PROBLEM: Please begin at the line of the items that has "of the wood" and continue through the last of them, swapping "component" for "module" and leaving everything else unchanged. Leave the pictures out of your answer.

** Start of SUPPLIED DATA **

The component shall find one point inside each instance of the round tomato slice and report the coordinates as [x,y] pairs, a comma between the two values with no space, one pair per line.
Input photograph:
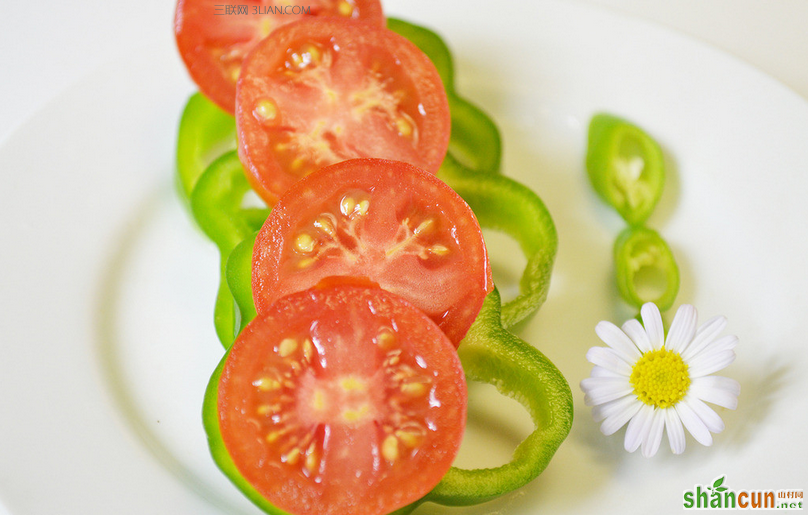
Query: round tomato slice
[342,399]
[320,91]
[214,37]
[389,221]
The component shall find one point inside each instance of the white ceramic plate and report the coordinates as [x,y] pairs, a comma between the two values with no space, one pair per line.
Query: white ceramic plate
[107,289]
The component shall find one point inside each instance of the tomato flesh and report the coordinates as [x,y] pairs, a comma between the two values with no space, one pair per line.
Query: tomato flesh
[214,37]
[342,399]
[320,91]
[388,221]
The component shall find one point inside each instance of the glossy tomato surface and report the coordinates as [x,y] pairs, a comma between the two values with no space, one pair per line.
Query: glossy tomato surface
[389,221]
[342,399]
[214,37]
[320,91]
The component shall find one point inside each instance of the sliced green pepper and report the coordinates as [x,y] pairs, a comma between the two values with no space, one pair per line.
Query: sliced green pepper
[493,355]
[645,267]
[475,139]
[489,354]
[625,166]
[503,204]
[206,132]
[216,203]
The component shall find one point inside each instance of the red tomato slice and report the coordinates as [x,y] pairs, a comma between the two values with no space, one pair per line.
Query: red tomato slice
[214,37]
[342,399]
[389,221]
[320,91]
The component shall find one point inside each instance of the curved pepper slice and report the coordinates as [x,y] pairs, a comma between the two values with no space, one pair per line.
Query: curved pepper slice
[475,139]
[216,203]
[625,166]
[493,355]
[645,267]
[206,132]
[503,204]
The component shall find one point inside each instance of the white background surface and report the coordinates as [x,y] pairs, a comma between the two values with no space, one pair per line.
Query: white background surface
[49,46]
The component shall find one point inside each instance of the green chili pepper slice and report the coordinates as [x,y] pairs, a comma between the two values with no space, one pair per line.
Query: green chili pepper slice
[206,132]
[475,139]
[646,269]
[625,166]
[489,354]
[216,203]
[503,204]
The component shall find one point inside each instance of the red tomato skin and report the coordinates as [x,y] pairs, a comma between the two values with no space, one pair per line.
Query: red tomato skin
[268,177]
[196,21]
[452,299]
[386,487]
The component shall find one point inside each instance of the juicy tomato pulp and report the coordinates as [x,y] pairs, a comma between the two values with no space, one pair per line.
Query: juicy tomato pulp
[391,222]
[320,91]
[213,37]
[342,399]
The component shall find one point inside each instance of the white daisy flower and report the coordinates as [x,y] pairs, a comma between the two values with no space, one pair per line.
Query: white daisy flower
[655,383]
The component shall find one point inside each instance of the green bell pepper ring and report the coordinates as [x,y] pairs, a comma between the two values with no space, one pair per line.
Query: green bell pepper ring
[645,267]
[625,166]
[489,354]
[493,355]
[503,204]
[206,132]
[475,139]
[216,203]
[239,279]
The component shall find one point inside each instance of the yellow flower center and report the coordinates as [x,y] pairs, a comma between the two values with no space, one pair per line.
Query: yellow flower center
[660,378]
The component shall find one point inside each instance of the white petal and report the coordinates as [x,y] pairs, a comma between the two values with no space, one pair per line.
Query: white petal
[694,424]
[676,433]
[604,389]
[683,328]
[718,390]
[650,445]
[618,413]
[652,321]
[608,359]
[706,334]
[633,329]
[638,428]
[617,340]
[706,364]
[706,414]
[602,372]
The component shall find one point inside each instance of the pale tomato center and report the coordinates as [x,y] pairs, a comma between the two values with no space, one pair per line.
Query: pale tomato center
[306,130]
[299,402]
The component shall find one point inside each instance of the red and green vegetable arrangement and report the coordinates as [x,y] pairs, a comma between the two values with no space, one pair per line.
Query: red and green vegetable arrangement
[354,309]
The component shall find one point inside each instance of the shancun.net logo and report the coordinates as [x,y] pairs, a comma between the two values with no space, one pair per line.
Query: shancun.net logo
[720,497]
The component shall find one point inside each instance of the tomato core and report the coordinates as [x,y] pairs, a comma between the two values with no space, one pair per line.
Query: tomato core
[342,399]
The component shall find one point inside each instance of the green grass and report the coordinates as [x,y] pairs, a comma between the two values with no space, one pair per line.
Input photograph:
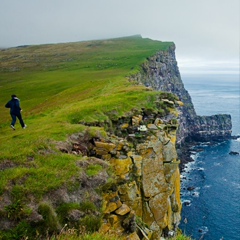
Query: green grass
[61,87]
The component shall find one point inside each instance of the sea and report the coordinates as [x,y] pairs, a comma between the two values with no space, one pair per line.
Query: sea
[211,183]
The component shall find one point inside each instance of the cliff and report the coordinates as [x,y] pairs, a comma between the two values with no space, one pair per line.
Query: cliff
[161,73]
[119,171]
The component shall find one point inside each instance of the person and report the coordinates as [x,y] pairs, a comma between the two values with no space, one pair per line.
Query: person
[15,111]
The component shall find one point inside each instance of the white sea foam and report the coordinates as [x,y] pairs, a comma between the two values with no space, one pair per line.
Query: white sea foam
[203,229]
[186,202]
[195,194]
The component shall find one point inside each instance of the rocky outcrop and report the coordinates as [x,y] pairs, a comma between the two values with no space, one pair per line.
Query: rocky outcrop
[161,73]
[145,199]
[143,196]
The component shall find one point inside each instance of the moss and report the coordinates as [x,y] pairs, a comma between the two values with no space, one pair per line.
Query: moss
[90,223]
[93,170]
[50,222]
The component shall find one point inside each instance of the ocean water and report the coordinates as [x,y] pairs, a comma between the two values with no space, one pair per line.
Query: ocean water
[211,183]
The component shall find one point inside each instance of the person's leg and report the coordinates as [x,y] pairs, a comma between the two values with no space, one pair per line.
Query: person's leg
[21,120]
[14,119]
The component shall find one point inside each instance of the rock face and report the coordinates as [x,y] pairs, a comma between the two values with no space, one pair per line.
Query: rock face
[161,73]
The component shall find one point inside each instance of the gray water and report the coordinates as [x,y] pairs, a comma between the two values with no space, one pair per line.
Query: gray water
[211,210]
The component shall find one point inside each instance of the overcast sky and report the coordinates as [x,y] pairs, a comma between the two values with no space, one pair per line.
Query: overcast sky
[206,32]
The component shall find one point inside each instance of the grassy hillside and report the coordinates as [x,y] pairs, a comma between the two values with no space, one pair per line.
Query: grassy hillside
[60,87]
[64,89]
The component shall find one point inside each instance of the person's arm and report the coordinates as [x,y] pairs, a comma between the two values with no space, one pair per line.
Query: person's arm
[8,105]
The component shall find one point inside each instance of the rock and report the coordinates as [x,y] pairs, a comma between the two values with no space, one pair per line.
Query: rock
[133,236]
[233,153]
[190,188]
[124,209]
[152,127]
[142,128]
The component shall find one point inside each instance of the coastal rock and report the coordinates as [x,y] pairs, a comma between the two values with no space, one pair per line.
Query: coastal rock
[161,73]
[233,153]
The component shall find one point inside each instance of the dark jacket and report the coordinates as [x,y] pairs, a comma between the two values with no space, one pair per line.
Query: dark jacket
[14,106]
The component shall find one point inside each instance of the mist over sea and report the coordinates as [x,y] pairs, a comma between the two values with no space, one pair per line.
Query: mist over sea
[211,184]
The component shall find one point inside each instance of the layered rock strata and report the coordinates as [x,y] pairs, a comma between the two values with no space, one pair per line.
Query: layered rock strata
[144,199]
[161,73]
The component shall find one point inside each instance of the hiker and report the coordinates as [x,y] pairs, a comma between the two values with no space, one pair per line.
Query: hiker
[15,111]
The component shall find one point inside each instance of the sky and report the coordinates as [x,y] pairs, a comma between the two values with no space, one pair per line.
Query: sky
[206,32]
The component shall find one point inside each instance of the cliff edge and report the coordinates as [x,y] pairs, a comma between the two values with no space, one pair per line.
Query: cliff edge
[161,73]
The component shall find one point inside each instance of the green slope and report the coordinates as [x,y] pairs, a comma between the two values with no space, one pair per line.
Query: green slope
[62,86]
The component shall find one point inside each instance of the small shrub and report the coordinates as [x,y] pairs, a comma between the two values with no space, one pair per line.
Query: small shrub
[50,223]
[93,170]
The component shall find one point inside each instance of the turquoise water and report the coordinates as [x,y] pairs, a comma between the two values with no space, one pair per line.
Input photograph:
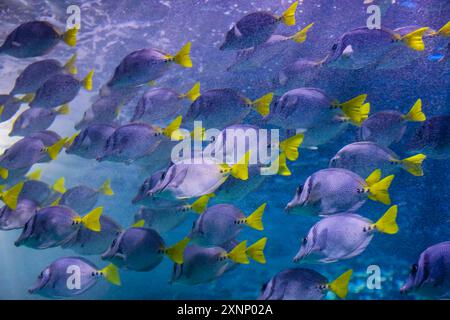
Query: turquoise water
[112,29]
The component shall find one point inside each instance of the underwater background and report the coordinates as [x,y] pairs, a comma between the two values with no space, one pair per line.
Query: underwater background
[112,29]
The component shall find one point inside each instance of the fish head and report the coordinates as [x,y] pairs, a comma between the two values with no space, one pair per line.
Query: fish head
[42,281]
[410,282]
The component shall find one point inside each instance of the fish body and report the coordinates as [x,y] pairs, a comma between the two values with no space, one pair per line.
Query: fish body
[432,138]
[430,276]
[31,39]
[49,227]
[295,284]
[57,280]
[56,91]
[329,191]
[88,242]
[16,219]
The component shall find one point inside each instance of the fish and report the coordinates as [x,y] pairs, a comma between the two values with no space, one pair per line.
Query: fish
[387,127]
[11,196]
[36,38]
[362,47]
[304,284]
[59,90]
[38,147]
[145,65]
[88,242]
[165,218]
[90,142]
[203,265]
[365,156]
[36,119]
[54,280]
[53,226]
[256,28]
[223,222]
[343,236]
[83,198]
[39,191]
[134,141]
[9,106]
[304,108]
[429,277]
[106,109]
[192,180]
[334,190]
[37,73]
[142,249]
[273,52]
[158,106]
[432,138]
[219,108]
[16,219]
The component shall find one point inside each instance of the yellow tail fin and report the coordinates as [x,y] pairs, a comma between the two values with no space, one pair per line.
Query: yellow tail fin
[192,94]
[387,223]
[414,39]
[87,81]
[106,188]
[64,109]
[416,114]
[290,146]
[4,173]
[356,109]
[240,169]
[27,98]
[414,164]
[379,191]
[340,285]
[58,186]
[56,202]
[175,253]
[111,273]
[183,56]
[255,219]
[92,220]
[70,65]
[70,37]
[445,30]
[35,175]
[256,250]
[238,254]
[11,196]
[172,130]
[288,17]
[199,206]
[262,105]
[138,224]
[300,36]
[54,149]
[283,169]
[70,140]
[374,177]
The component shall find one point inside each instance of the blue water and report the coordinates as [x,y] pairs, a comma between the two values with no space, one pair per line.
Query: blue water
[112,29]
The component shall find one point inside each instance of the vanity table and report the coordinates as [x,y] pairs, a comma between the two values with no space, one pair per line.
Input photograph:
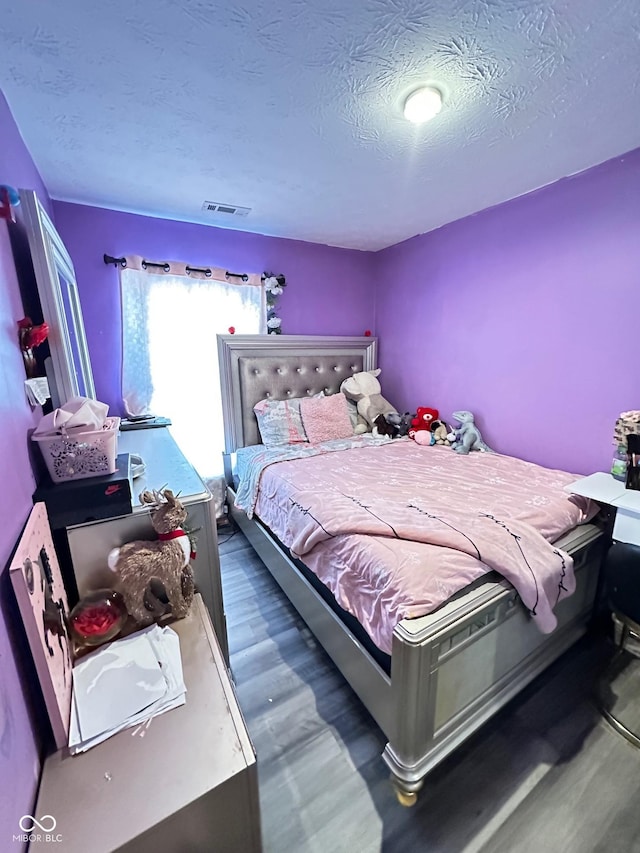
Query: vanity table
[166,467]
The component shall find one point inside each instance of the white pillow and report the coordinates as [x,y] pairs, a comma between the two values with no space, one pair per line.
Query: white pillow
[280,422]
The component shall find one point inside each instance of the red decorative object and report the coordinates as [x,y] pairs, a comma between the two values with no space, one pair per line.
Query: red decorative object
[30,336]
[98,618]
[6,211]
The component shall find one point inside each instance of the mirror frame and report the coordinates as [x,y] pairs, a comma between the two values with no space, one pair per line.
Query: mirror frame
[52,265]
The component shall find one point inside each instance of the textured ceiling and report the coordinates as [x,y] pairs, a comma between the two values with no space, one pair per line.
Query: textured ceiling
[293,108]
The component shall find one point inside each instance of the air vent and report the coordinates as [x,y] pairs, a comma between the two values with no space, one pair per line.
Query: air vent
[225,209]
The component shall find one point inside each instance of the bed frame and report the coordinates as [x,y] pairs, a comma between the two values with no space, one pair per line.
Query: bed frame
[450,670]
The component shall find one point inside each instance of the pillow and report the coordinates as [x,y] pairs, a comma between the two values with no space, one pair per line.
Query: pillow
[279,421]
[326,418]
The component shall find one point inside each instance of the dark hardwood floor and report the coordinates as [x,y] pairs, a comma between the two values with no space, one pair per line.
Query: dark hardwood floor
[547,774]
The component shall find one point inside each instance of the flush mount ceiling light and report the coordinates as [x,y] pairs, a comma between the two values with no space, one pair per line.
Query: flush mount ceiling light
[423,104]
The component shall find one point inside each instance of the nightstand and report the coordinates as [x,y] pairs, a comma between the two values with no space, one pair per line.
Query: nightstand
[166,466]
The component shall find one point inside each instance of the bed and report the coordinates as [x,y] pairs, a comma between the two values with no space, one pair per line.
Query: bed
[447,671]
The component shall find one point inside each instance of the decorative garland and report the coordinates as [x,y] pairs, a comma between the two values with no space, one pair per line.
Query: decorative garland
[273,285]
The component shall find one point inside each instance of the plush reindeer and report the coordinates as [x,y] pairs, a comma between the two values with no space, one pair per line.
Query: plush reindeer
[156,575]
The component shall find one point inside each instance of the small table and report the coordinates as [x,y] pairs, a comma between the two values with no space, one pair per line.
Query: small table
[190,783]
[605,489]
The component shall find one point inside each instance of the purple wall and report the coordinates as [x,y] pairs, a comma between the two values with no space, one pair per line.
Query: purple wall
[19,744]
[329,290]
[525,315]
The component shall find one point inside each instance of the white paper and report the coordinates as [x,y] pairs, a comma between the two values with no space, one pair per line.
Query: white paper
[126,683]
[599,487]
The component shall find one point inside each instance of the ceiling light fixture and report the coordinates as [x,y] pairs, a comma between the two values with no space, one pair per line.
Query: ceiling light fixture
[423,104]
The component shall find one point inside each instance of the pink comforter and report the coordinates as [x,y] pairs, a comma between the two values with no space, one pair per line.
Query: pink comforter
[395,530]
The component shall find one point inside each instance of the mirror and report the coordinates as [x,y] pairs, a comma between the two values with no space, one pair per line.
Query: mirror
[69,369]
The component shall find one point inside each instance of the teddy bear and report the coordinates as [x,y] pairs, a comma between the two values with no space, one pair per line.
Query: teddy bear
[364,389]
[394,424]
[420,430]
[440,433]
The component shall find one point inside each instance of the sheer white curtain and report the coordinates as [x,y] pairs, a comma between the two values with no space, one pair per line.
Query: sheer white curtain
[170,356]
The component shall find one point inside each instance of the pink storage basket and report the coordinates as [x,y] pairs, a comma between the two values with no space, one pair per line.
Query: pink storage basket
[73,456]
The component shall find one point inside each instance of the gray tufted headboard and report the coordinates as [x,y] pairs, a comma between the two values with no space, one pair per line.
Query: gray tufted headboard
[253,367]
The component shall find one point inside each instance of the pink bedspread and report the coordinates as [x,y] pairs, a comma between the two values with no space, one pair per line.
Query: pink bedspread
[395,530]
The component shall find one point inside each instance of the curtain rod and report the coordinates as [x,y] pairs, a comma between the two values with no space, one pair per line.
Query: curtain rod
[164,265]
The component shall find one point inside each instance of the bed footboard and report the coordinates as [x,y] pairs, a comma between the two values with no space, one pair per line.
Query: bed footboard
[452,670]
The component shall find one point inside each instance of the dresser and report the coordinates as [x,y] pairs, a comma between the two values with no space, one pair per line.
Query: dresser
[166,467]
[187,783]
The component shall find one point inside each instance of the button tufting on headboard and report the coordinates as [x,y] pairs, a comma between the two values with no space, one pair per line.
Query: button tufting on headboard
[284,376]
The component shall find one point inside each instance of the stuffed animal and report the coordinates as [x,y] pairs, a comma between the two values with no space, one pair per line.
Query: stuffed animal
[155,575]
[467,436]
[440,433]
[364,389]
[421,423]
[394,424]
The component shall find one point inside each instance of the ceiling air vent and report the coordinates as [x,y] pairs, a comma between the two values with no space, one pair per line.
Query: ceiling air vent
[225,209]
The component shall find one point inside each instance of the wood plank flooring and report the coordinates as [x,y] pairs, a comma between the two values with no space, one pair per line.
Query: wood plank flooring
[547,774]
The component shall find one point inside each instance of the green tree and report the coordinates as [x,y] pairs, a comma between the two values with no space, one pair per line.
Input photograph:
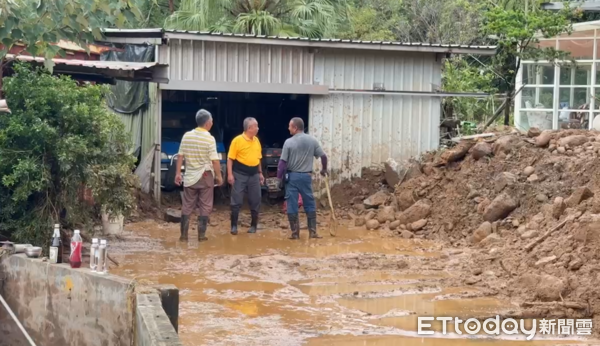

** End of SUPPLIED DATA **

FULL ANSWER:
The module shall find one point inside each instance of the wood plank flooring and report the coordinates as [x,y] pairs, a comma between the two values with no space, one pair per line.
Query: wood plank flooring
[547,774]
The module shall find one point inside each instance of the green tree and report the coordinates as [x,y] pairs, a comma between the two values with no space, one pair per line.
Input photograph:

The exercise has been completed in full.